EXERCISE INSTRUCTIONS> Rewrite all the data below, putting "mark" wherever "put a point on" appears and keeping every other word and mark the same. Do not include the pictures in what you write.

____ AVAILABLE DATA

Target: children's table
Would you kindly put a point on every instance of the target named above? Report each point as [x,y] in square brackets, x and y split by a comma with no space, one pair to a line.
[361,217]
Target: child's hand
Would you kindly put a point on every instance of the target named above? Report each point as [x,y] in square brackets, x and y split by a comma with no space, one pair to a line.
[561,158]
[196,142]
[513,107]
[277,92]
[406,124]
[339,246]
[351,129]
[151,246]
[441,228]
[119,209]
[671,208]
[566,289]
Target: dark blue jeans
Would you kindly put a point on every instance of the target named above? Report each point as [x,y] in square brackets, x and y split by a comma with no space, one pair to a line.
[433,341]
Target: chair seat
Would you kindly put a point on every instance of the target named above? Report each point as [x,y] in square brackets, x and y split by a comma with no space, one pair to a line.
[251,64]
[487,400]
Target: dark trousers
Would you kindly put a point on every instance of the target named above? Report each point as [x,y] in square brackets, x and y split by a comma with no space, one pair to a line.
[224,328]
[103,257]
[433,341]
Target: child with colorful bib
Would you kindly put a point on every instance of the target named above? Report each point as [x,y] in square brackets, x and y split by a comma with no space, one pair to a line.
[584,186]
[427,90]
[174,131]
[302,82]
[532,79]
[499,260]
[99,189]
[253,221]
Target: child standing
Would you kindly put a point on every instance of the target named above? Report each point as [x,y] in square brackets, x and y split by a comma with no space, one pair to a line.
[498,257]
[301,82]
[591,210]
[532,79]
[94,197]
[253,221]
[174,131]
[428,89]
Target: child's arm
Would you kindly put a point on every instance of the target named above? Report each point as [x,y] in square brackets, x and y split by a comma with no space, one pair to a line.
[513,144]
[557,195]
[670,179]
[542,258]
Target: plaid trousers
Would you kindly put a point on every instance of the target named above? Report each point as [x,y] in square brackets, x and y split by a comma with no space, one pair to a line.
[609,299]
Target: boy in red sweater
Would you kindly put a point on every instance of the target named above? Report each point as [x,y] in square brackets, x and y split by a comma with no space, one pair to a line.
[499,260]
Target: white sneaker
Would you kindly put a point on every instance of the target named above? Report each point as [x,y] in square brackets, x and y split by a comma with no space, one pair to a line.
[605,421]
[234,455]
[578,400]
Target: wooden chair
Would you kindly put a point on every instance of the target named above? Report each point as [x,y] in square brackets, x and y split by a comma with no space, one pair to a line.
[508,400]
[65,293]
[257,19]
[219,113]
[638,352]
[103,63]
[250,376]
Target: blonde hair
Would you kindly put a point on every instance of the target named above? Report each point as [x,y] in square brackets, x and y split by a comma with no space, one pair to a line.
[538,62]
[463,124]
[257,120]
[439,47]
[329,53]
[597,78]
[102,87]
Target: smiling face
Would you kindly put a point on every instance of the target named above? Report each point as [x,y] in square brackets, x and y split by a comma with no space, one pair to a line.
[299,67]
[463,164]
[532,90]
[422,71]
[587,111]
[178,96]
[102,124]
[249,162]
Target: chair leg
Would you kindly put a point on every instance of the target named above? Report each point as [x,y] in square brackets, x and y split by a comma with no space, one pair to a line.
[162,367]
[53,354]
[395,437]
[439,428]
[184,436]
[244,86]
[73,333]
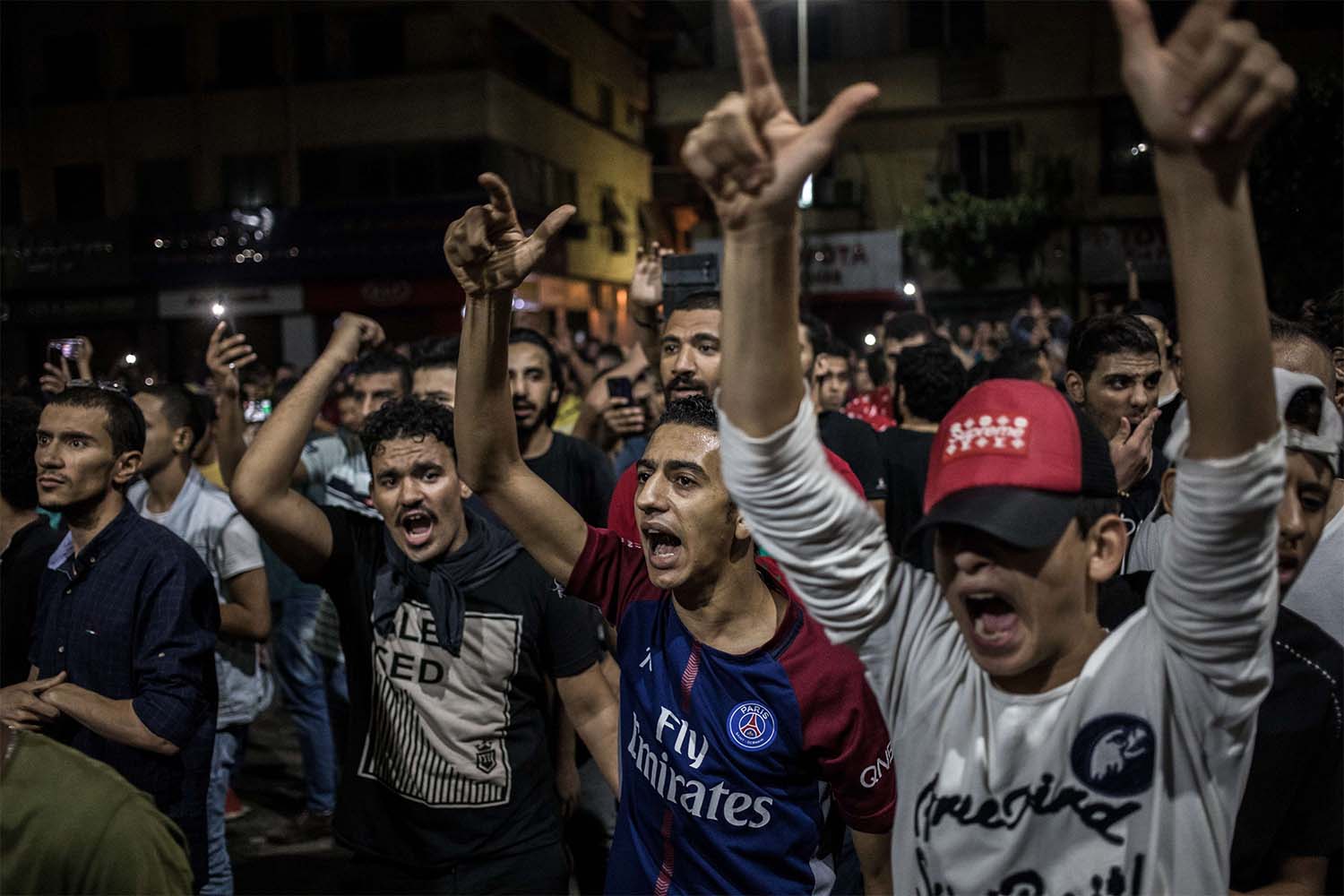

________

ANSWER FOR THE TASK>
Target: children's table
Would you kindly mark every instance of the target named above? Report each point as [x,y] in square brackets, x and y split by a comma with no space, one pair to a line.
[361,217]
Target: child's hand
Would you kindly mark every instance of the target named above? Report each point as [x,y] in square brackets, x and y split by a comma with no space, one pair to a line.
[561,158]
[196,142]
[513,107]
[277,92]
[406,124]
[339,246]
[351,129]
[151,246]
[441,228]
[119,209]
[671,208]
[566,289]
Target: dark blue jeans
Would you kindly mark every instance of the target named above? Report each point as [x,y] in square brackets, x and y split by a comma with no space, one pair to a line.
[433,341]
Target: chair seat
Would you kindly mark every instance of the target named above? Report each point as [x,y] in square brackets, x and y split by a comma with no space, one pair to a line.
[251,64]
[487,400]
Target: dark trousers
Would you kindly mark every instance of the target named above? Report each point as [x,y] in square brackets, x and y split by a comma with no space, one pair to a line.
[224,328]
[103,257]
[433,341]
Target: child with colorful bib
Would you kindly mark every instance of the target named above? Report each point as [x,y] in square brackets, x and y split by a comma with no space, one pair to a line.
[584,186]
[427,90]
[174,131]
[302,82]
[532,79]
[499,260]
[99,189]
[253,221]
Target: child standing
Would you kindly mark every instance of the target named above? Report each point as [x,y] in square brackets, x and y split by a comma with no space, one pair to a line.
[498,257]
[301,82]
[591,210]
[532,79]
[94,197]
[253,221]
[174,131]
[428,89]
Target: child's arm
Would you kindly mark every instance of the target named above? Report each point as [x,y] in square brackets, x and y split by a comma with no space, one pair to a line.
[513,144]
[557,195]
[670,179]
[542,258]
Target: plaid trousers
Would you kindly mark every instance of the target named above? Report each point as [x,y] in square brackets, x and y split by a comma with no space, one pair to a line.
[609,299]
Target: boy in red sweater
Would you kindly mark every instance of the target named above? Report each point as [x,y] in square brackets, x and y split by a comma with no space, one pair to a line.
[499,260]
Target: white sneaker
Would you kindly mark every instance of the target named above? Report each point as [x,y] in square brackets, x and y split by a comma with no space, one pair to a line.
[605,421]
[234,455]
[578,400]
Target: wooden chair
Would you kindly mark every instance of the target named above? Report each point as [x,y] in square brackets, x and y split by a comma with no space, one pair to a line.
[508,400]
[65,293]
[257,19]
[219,113]
[638,352]
[103,63]
[250,376]
Target: blonde hair
Would you kindly mark every instance of the target named above? Report each point as [x,y] in square brackets, x and y split by a comma with no space, one pair to a line.
[538,62]
[463,124]
[257,120]
[439,47]
[329,53]
[597,78]
[102,87]
Target: smiling face
Would you kindly mark every instance of the target named above? Report each point as [x,y] in square brackets, x and y split by a comma with no space, one pair to a line.
[299,67]
[463,164]
[532,90]
[422,71]
[587,111]
[178,96]
[102,124]
[249,162]
Target: chair leg
Would you kindly mark every instance of the target named above? Report each point as [x,y] in square brackets, x and y split by a comma with no space, one pair to a line.
[162,367]
[53,354]
[395,437]
[439,428]
[184,436]
[244,86]
[73,333]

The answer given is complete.